#### [Task statement]
Everything from the line containing "If you would be willing to mark the owl's wing" to the final line of the records below should be given again exactly, and nothing else.

#### [Data shown]
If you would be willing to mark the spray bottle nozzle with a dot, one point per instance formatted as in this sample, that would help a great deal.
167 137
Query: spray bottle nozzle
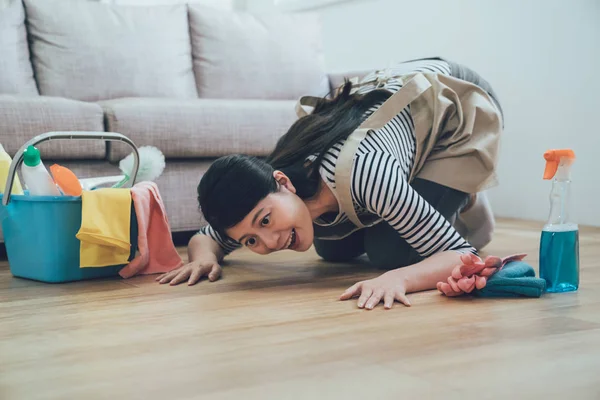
556 158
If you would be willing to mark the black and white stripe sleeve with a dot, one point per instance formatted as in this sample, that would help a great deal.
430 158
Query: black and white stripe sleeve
227 244
379 186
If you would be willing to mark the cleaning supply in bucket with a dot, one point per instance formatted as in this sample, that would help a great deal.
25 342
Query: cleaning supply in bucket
5 161
66 180
105 227
559 242
35 176
157 253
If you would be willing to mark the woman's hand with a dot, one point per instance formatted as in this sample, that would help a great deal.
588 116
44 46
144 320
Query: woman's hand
192 272
389 287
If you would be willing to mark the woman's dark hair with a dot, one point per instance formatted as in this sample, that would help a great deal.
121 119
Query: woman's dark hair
312 135
233 185
231 188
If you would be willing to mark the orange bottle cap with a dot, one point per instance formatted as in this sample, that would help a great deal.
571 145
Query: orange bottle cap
553 158
66 180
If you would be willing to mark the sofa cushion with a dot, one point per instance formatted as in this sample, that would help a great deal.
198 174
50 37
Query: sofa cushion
90 51
22 118
199 128
16 74
238 55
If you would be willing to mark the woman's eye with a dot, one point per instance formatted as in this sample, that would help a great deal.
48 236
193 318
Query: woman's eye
265 220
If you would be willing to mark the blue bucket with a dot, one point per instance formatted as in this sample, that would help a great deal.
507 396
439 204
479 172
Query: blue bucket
40 232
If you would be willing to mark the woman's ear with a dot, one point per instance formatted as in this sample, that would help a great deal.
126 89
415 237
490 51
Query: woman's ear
284 181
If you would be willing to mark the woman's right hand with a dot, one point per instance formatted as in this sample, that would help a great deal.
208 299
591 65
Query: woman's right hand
192 272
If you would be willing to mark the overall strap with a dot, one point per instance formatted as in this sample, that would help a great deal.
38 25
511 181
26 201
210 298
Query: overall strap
409 92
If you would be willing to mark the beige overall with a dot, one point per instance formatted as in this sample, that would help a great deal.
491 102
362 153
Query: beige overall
457 129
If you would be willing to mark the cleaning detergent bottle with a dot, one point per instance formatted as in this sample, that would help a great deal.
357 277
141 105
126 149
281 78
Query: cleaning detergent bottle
559 244
5 161
36 176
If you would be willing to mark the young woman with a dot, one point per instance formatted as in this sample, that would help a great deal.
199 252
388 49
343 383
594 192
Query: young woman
391 167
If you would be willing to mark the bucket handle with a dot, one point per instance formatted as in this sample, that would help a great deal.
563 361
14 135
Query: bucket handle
44 137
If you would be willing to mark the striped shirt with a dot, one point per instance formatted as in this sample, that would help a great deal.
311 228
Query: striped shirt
380 175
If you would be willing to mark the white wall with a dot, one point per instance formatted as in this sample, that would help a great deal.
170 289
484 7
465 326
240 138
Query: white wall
541 56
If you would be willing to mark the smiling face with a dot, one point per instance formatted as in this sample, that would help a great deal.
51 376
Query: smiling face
280 221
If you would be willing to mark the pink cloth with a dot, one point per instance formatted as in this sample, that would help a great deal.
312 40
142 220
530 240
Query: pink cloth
473 273
157 253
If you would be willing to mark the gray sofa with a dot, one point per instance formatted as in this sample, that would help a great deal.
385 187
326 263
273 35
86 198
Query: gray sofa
196 82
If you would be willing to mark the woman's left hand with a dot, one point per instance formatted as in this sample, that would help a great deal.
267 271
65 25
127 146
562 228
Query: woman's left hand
389 287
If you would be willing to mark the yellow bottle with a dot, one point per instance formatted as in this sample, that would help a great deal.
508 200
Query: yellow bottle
5 161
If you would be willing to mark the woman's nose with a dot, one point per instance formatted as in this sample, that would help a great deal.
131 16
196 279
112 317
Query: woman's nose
271 240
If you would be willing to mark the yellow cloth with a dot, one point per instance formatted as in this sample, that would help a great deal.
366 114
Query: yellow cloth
105 224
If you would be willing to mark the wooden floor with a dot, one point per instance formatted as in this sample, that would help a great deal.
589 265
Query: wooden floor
273 329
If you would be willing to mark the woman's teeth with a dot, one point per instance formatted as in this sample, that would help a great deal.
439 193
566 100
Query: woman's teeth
291 240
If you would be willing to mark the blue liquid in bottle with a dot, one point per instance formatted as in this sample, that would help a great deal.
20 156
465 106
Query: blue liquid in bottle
559 258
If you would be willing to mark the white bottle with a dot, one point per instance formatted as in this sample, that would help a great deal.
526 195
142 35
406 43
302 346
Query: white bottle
36 176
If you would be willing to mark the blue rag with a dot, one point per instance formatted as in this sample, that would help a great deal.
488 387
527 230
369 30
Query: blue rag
515 279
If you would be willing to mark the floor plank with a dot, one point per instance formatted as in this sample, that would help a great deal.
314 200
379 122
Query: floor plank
273 329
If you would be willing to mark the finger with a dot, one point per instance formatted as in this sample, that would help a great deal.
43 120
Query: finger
182 276
170 275
465 283
468 270
160 277
364 296
351 291
375 299
493 262
457 272
480 282
215 272
466 258
195 276
471 285
388 300
488 271
452 293
453 284
401 297
447 290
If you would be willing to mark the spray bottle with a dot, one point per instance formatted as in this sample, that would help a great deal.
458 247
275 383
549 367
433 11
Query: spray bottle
559 244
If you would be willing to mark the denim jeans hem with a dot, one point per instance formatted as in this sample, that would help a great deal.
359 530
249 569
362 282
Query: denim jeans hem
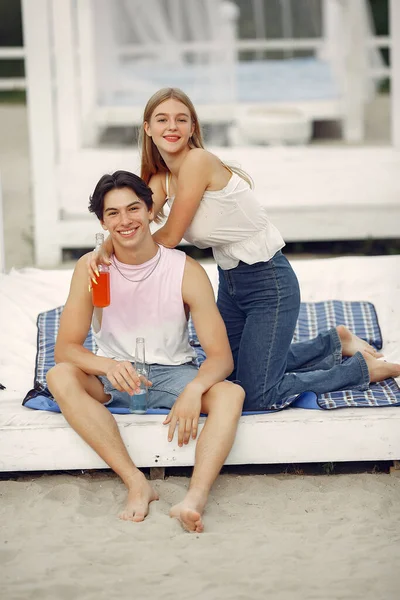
337 346
364 371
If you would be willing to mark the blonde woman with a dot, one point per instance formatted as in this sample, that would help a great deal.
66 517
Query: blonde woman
214 205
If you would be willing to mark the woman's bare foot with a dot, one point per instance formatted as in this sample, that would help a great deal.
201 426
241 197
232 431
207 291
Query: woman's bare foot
380 369
189 512
352 344
189 517
140 494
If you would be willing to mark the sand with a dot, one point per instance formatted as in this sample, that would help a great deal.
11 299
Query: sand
276 536
266 536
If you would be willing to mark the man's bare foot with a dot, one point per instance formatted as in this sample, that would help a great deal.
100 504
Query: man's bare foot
380 369
352 344
140 494
189 517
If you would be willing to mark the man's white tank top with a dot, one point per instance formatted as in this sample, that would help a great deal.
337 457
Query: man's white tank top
234 224
146 301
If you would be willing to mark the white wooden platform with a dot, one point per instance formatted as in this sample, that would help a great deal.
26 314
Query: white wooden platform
39 440
295 435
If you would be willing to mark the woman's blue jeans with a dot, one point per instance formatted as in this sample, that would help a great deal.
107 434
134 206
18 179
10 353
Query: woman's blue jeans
260 306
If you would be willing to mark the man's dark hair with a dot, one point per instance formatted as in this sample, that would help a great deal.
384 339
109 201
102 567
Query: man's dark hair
119 180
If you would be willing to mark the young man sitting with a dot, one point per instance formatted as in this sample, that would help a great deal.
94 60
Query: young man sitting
152 291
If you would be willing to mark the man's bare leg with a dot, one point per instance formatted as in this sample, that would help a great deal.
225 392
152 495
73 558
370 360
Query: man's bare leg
223 404
352 344
81 398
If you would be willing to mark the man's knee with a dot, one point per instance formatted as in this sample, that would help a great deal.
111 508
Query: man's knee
60 374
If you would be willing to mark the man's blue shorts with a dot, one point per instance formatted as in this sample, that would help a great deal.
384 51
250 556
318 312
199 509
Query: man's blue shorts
168 383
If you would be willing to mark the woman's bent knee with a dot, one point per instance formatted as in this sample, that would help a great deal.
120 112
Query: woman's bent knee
228 396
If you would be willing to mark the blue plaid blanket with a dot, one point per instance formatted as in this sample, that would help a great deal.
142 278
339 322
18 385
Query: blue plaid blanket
314 317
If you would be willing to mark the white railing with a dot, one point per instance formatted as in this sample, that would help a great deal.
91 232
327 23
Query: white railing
12 83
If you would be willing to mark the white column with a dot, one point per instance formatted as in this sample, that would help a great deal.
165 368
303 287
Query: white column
66 79
2 250
87 77
394 30
36 27
355 70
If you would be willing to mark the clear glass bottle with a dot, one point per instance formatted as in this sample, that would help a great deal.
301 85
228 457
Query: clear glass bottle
138 402
101 290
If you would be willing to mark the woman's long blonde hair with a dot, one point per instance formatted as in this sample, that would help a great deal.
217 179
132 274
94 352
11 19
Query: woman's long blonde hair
151 160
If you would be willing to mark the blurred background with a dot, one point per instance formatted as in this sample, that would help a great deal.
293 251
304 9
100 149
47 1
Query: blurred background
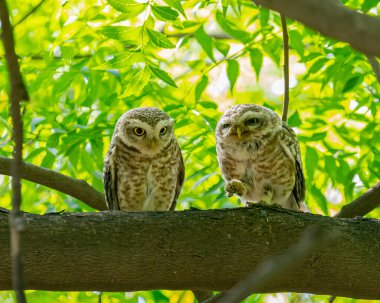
86 62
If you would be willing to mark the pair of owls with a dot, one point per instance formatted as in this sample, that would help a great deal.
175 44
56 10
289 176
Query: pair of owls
258 155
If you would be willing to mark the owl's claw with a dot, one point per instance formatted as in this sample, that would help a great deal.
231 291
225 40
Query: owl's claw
235 187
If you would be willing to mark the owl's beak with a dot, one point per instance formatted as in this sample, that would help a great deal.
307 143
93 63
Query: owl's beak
238 131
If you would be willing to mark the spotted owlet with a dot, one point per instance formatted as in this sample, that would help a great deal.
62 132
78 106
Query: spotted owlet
143 169
259 157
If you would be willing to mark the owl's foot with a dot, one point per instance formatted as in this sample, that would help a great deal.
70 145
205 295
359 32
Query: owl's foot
235 187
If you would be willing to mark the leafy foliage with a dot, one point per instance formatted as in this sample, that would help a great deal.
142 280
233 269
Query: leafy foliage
87 62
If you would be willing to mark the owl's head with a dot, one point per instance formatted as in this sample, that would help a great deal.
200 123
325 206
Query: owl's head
147 129
247 123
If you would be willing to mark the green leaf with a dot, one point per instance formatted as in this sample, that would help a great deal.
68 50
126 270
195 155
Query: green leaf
159 39
232 72
164 12
122 60
232 29
296 42
320 198
208 104
294 119
201 86
121 33
164 76
137 83
256 60
205 41
368 4
128 7
352 82
223 47
177 5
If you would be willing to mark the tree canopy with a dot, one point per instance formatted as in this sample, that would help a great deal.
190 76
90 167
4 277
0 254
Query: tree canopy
85 63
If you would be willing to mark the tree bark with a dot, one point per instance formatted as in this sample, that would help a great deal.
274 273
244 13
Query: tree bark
205 250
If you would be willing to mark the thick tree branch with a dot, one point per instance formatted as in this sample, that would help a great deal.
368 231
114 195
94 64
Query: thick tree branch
116 251
362 205
334 20
313 239
78 189
18 93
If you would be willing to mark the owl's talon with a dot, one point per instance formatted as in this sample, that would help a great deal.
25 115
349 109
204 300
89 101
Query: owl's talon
235 187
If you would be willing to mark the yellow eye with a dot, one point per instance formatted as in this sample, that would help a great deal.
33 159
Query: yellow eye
138 131
163 130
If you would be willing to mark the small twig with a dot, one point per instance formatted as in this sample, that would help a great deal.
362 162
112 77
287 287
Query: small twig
375 66
78 189
313 238
286 68
28 14
362 205
18 93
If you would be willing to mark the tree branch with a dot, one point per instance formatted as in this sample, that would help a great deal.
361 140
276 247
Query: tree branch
362 205
18 93
286 68
312 239
29 13
332 19
117 251
78 189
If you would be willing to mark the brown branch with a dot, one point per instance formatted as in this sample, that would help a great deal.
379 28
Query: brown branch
359 207
286 68
364 204
18 93
332 19
29 13
375 66
114 251
314 238
78 189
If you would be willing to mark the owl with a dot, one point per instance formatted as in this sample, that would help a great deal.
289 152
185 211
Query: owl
143 169
259 157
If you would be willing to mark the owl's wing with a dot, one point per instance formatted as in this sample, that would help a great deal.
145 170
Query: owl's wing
180 179
110 182
291 147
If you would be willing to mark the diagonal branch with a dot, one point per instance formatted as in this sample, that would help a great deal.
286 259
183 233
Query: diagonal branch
78 189
362 205
286 69
114 251
314 238
332 19
18 93
29 13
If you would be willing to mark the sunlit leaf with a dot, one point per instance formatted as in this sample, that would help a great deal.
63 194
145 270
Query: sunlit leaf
164 12
128 7
164 76
159 39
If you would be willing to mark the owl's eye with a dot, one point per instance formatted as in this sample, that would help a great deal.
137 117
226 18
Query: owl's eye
252 121
138 131
163 130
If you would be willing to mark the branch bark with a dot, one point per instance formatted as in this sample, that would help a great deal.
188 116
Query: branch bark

#### [Exercise result]
If you would be willing to mark the owl's wing with a dot, one point per instance formatted as in this sample, that would help a great deal.
145 170
Query: owl's wing
180 179
110 182
291 147
If you would be willing to mark the diagonal branch with a dot, one point per instance formatted as in this sample, that would help a great deal.
286 259
183 233
Query: diagonal branch
78 189
362 205
286 69
114 251
314 238
332 19
18 93
29 13
If you would be willing to mark the sunlit leaf with a dot, one point per instance formatted as in this sample, that would help a great deal.
63 194
145 270
Query: sunlit leaf
164 12
128 7
164 76
159 39
If you would be willing to mark the owl's eye with a dot, one point per instance formatted as in this sample, that would help a great deal.
137 117
226 18
Query: owl's eye
252 121
138 131
163 130
If you would be willing to mark the branch bark with a dot, one point per instance formatted as in this sample, that would help a great deal.
188 116
Query: branch bark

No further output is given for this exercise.